### Material for this task

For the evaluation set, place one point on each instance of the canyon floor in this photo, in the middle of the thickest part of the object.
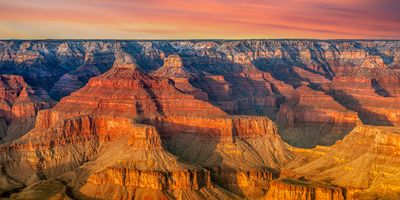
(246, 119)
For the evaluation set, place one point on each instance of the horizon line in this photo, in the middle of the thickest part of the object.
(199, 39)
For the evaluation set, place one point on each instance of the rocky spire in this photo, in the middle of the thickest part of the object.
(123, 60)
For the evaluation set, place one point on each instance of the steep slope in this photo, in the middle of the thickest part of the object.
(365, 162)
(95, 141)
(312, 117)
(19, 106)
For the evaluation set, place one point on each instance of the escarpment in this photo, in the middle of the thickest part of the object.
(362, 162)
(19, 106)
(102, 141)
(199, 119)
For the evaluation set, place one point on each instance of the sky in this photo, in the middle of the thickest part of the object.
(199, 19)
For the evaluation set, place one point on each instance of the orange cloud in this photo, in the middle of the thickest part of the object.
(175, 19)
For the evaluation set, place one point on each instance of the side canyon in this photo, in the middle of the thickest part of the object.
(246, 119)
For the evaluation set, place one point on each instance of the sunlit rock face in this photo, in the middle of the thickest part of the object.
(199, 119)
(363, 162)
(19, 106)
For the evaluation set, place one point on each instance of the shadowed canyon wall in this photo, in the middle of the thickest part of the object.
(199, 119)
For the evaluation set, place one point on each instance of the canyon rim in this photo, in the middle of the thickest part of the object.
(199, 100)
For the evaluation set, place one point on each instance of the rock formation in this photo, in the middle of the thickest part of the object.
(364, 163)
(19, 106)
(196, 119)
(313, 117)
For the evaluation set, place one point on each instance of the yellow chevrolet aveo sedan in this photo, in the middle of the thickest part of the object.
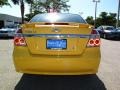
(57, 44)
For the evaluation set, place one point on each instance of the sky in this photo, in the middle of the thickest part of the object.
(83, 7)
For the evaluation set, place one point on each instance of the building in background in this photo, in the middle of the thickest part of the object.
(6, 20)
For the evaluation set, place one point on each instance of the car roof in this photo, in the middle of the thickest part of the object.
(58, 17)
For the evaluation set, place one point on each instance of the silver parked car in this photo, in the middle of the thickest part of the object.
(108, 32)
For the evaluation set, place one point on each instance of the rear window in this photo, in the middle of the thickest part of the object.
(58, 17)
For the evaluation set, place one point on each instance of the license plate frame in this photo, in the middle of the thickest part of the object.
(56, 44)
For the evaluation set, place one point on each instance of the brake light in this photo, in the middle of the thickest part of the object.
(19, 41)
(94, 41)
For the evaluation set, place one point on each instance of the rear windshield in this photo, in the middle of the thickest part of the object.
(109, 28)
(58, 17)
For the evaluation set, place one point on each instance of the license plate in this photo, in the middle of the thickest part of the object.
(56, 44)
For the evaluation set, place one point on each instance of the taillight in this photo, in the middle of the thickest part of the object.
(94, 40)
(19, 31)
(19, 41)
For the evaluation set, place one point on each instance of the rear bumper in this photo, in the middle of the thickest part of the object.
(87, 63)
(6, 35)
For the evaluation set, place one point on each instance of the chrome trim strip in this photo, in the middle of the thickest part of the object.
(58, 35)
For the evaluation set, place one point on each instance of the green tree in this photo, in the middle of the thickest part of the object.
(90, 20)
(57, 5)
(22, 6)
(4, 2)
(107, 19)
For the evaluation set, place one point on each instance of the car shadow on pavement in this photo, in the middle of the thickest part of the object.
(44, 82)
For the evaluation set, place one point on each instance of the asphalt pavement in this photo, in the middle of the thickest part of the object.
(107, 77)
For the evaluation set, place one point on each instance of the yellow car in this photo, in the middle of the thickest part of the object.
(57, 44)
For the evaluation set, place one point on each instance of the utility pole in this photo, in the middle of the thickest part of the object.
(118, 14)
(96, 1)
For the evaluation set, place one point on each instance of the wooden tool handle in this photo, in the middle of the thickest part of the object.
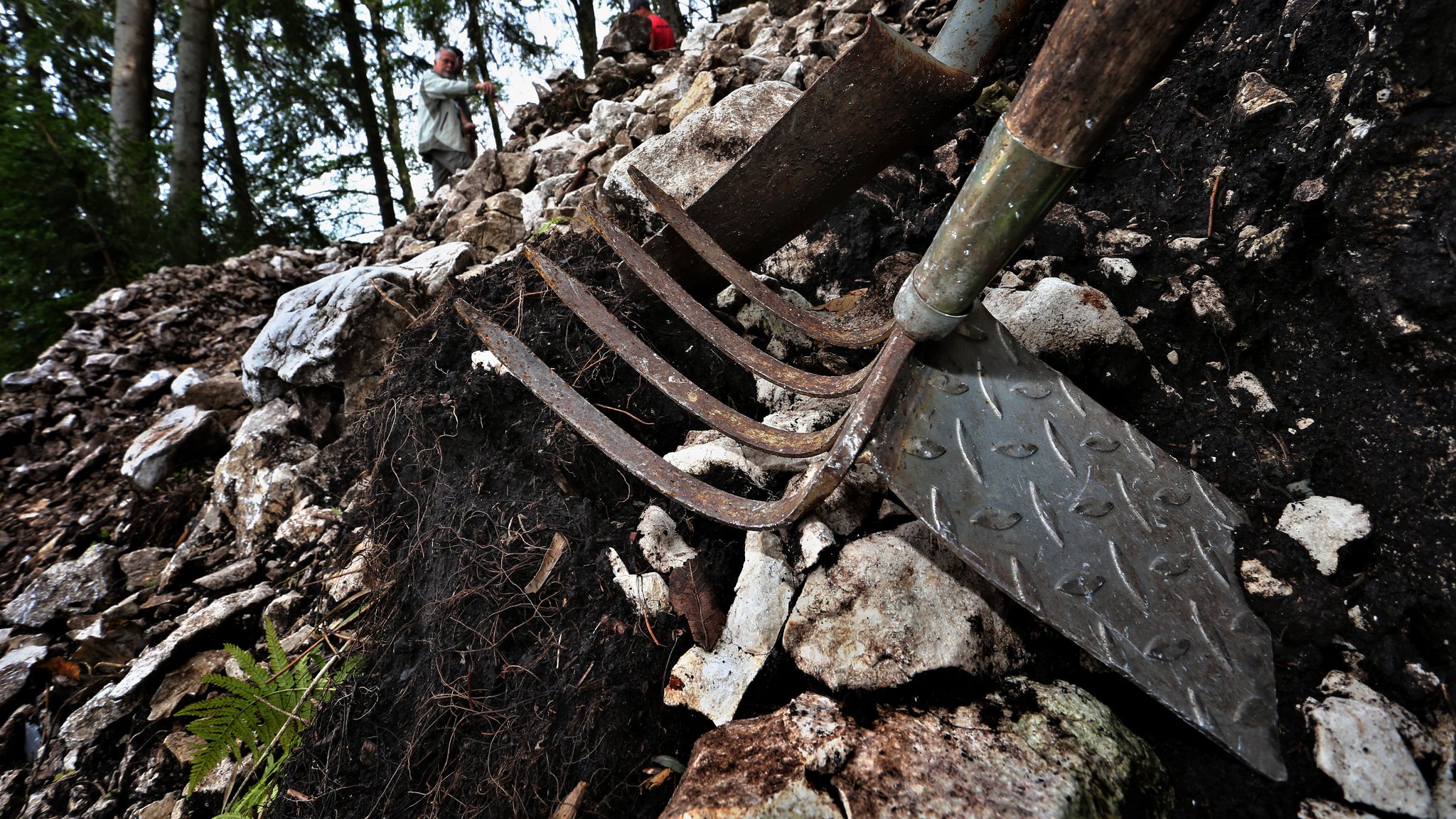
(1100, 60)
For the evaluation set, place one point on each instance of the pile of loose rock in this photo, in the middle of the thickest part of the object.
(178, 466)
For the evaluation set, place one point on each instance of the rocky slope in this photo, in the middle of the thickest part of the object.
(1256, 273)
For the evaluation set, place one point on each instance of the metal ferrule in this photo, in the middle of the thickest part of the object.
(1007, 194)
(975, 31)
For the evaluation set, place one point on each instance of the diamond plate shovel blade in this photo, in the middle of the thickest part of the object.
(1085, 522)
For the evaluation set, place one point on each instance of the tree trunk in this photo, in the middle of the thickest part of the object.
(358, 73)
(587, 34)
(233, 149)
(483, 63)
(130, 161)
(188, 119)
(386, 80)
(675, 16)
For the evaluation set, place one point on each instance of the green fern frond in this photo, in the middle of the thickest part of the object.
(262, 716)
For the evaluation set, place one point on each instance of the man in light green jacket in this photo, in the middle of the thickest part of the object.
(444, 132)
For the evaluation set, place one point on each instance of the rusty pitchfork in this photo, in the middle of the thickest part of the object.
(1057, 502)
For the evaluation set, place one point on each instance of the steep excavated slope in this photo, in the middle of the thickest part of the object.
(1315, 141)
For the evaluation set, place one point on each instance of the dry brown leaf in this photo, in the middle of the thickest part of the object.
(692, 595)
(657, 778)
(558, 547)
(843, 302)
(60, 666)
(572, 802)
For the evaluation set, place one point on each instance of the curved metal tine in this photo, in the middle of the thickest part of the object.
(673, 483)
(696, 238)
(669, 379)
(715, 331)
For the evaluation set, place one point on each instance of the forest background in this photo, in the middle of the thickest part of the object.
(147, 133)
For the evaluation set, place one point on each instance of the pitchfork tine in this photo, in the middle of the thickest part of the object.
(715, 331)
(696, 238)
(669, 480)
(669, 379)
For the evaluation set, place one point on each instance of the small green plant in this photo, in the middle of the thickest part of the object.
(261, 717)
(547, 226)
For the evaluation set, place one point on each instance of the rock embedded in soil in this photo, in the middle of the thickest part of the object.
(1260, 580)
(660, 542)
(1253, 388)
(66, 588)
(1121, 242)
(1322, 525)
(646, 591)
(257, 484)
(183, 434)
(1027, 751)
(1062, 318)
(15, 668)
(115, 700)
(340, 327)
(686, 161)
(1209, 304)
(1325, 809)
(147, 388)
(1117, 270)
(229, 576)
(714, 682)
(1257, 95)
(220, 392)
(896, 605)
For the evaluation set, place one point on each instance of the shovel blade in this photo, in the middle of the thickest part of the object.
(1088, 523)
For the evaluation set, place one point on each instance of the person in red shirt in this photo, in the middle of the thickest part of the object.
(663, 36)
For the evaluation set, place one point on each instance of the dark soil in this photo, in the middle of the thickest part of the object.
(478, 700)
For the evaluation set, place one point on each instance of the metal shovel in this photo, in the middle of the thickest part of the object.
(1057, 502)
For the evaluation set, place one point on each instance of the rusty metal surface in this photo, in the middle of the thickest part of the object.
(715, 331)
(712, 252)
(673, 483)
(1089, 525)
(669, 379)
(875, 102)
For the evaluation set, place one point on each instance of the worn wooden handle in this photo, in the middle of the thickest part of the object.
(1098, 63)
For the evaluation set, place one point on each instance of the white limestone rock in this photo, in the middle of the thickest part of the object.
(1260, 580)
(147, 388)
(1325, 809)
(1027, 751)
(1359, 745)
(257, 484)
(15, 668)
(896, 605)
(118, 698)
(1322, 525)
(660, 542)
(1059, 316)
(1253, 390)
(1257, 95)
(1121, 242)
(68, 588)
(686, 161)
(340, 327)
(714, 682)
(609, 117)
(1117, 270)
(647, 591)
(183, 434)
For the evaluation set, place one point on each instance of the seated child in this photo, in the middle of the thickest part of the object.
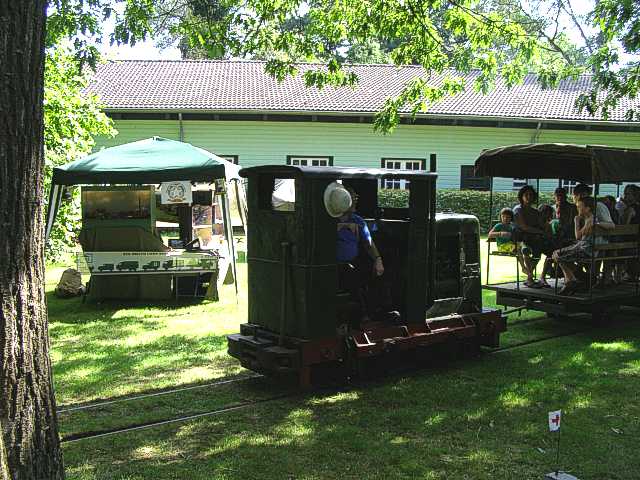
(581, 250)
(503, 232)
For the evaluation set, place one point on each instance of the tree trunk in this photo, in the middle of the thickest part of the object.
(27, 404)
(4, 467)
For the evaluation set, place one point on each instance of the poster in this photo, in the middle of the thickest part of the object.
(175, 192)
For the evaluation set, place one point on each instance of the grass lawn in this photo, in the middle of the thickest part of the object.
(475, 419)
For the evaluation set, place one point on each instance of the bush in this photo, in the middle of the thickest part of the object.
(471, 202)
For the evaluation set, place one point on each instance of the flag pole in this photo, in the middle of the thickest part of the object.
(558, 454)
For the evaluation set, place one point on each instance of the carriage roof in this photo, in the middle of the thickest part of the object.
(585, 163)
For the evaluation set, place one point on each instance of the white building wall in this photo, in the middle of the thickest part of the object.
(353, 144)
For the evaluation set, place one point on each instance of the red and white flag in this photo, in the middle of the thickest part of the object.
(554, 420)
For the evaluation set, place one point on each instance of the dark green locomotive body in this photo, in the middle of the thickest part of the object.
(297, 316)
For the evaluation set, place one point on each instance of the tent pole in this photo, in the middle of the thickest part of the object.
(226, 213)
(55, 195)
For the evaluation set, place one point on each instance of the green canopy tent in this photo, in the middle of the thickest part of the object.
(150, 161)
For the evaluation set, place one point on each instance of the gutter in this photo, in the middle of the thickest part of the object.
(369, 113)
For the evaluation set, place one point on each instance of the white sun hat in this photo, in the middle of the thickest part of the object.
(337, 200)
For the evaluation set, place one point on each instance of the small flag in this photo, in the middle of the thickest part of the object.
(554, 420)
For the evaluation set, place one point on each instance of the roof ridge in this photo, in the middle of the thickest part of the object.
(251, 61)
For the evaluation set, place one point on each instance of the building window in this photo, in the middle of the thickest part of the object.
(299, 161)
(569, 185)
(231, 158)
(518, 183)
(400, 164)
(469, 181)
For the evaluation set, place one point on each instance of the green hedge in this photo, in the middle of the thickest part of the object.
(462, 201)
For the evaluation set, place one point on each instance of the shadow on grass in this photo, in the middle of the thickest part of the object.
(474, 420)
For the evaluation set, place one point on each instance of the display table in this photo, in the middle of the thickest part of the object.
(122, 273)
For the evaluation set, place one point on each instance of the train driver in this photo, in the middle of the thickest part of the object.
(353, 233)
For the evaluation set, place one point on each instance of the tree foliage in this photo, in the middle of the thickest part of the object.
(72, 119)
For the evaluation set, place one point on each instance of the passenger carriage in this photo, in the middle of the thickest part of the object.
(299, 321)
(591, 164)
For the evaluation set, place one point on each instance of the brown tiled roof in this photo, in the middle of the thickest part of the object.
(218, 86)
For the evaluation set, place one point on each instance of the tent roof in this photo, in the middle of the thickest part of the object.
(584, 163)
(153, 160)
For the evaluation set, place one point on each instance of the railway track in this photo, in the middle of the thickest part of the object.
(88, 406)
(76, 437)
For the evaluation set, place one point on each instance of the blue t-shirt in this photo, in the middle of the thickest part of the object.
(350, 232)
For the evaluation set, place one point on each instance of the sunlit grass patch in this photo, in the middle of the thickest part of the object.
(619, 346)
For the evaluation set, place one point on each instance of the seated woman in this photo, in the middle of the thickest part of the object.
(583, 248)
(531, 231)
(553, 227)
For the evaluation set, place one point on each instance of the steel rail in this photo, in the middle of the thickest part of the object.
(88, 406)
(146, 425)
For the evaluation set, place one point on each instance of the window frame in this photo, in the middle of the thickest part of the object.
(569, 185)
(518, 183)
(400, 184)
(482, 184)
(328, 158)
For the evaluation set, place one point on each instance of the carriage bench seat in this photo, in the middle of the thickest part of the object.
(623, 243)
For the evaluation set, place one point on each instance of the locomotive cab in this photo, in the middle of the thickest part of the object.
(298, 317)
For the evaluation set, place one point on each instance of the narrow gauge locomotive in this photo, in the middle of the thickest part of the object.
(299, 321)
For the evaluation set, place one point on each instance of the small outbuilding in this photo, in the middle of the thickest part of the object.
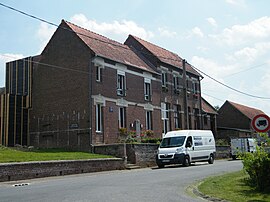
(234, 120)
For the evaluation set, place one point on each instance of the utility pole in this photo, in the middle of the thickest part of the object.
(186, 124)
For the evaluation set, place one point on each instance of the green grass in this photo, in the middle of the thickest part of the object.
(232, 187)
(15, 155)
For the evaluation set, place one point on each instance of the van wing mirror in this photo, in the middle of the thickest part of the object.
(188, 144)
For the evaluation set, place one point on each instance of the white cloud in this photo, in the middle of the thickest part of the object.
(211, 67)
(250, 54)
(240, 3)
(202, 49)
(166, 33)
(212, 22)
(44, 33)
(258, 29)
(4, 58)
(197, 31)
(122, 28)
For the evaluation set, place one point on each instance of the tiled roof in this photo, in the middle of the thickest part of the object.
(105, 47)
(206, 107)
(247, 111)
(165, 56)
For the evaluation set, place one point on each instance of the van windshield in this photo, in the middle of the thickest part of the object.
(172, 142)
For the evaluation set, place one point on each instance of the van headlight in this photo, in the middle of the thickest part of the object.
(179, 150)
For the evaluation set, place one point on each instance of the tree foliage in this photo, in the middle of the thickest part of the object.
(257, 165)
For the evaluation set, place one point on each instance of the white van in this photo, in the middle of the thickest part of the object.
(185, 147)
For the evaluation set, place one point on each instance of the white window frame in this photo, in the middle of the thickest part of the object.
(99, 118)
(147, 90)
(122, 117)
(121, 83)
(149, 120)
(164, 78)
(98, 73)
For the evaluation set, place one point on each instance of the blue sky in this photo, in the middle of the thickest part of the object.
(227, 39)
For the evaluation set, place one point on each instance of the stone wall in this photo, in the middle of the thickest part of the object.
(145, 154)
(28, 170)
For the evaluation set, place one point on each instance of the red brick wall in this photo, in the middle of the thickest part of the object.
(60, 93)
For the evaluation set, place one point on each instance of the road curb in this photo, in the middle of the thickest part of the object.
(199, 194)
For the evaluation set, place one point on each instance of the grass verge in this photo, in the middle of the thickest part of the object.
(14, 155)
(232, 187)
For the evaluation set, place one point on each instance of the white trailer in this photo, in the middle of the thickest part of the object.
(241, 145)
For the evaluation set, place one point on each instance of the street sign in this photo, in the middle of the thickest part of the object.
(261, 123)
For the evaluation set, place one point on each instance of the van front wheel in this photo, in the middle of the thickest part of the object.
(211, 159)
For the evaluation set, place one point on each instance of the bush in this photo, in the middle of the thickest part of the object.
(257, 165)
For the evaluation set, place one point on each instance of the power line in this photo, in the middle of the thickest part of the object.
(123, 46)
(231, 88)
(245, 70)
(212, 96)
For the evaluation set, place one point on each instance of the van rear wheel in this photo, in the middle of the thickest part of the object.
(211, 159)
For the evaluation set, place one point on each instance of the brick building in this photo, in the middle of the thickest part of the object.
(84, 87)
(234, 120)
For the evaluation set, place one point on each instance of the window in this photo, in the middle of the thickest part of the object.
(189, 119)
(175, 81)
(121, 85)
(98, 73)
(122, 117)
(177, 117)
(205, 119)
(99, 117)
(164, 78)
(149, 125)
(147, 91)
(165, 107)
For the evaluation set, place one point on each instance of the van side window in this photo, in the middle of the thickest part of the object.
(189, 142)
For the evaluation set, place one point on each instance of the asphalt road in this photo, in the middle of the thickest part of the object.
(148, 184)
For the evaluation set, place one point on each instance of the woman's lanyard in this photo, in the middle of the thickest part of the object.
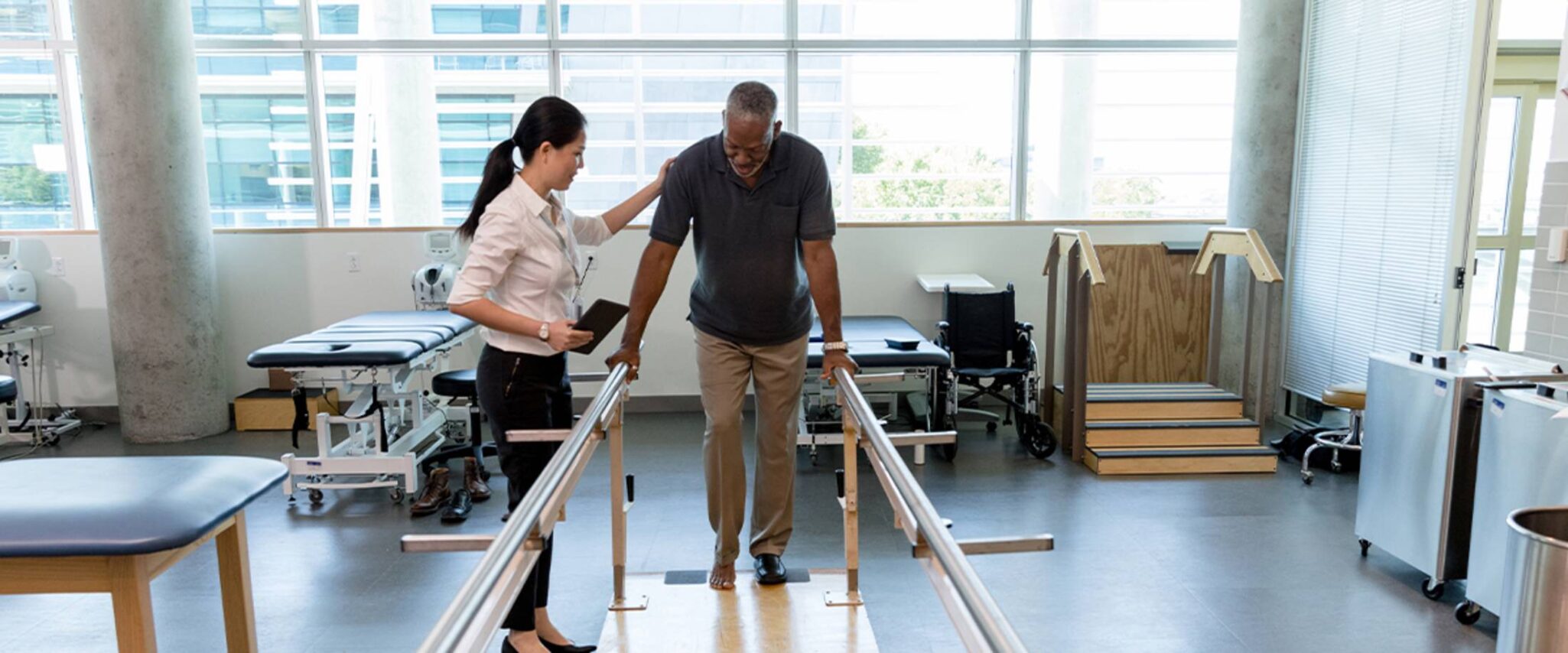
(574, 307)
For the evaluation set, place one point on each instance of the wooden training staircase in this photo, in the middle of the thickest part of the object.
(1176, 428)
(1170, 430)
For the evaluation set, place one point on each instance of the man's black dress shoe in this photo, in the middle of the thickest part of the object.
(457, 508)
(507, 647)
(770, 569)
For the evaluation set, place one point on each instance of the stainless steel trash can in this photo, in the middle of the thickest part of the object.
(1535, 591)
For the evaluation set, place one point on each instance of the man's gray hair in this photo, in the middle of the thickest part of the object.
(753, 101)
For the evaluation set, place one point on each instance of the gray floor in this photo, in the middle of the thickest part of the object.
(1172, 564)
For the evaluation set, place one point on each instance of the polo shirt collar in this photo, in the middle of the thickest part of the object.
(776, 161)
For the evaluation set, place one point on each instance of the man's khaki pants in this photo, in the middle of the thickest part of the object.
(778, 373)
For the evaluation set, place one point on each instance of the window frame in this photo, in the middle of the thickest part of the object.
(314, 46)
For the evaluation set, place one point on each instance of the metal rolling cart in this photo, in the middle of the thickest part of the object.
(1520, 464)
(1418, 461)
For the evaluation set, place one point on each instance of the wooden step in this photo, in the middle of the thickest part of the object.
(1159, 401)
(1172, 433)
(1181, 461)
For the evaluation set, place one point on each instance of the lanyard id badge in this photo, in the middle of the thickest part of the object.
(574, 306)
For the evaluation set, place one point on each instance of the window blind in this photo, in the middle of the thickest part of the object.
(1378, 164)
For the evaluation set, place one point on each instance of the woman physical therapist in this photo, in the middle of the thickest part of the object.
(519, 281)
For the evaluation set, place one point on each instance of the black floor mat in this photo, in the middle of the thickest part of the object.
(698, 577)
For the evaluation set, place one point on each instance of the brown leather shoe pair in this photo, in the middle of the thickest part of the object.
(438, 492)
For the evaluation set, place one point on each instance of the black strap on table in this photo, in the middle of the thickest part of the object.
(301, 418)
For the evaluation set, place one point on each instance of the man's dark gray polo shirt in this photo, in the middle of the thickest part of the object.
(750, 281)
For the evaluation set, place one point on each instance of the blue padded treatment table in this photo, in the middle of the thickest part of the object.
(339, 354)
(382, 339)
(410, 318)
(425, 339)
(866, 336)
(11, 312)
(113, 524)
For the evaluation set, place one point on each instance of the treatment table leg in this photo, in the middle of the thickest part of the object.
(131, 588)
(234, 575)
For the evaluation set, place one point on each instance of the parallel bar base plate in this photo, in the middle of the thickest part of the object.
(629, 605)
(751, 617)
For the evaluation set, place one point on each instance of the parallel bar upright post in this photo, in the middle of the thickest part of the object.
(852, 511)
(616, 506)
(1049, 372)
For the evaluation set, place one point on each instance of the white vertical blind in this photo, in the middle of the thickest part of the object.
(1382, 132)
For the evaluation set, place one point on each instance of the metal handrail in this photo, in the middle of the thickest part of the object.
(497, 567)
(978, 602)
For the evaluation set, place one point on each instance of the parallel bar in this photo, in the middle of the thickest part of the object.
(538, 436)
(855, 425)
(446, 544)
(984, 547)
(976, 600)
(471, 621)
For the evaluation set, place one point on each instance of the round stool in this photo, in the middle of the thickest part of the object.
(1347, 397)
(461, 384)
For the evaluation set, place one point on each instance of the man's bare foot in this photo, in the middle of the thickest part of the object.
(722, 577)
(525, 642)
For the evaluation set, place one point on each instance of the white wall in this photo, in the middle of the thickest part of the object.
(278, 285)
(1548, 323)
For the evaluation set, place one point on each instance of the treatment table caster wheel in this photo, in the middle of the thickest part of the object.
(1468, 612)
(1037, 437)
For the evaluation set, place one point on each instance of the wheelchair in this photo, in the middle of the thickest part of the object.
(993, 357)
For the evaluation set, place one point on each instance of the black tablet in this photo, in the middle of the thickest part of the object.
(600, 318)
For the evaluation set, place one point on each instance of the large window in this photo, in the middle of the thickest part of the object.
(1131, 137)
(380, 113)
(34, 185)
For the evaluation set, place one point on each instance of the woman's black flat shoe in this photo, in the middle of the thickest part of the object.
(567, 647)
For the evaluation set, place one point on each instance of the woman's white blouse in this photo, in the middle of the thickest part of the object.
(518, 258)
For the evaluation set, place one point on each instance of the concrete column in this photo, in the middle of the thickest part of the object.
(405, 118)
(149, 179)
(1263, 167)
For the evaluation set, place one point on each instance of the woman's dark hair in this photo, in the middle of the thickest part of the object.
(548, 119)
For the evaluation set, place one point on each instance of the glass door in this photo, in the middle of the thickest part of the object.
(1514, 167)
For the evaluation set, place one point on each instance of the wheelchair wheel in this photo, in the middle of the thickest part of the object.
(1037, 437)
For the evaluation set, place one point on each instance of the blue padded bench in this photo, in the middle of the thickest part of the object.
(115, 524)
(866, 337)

### Directions
Write out, word for word, every line from the one containing "of the concrete" through the last line of the records above.

### Solution to this exercise
For the evaluation set, place one point on each instance of the concrete column in this photo, in the middle of the thickest part of the object.
(405, 118)
(149, 179)
(1263, 167)
For the evaluation set, place one point on each instance of the woman's dark hair in this photo, in the middle of the thickest part of the object.
(548, 119)
For the evaluation set, place one point on each instance of the glass door in this photo, in the middle of the thickest part of the object.
(1514, 167)
For the evaluation set, place one point on each instance of the wheelchair wheel in this photo, in the middle of the thickest part of the object.
(1037, 437)
For the evaluation set, place one point on each instance of the blue padded bench in this photo, in the middle of the thickest part of the object.
(115, 524)
(866, 337)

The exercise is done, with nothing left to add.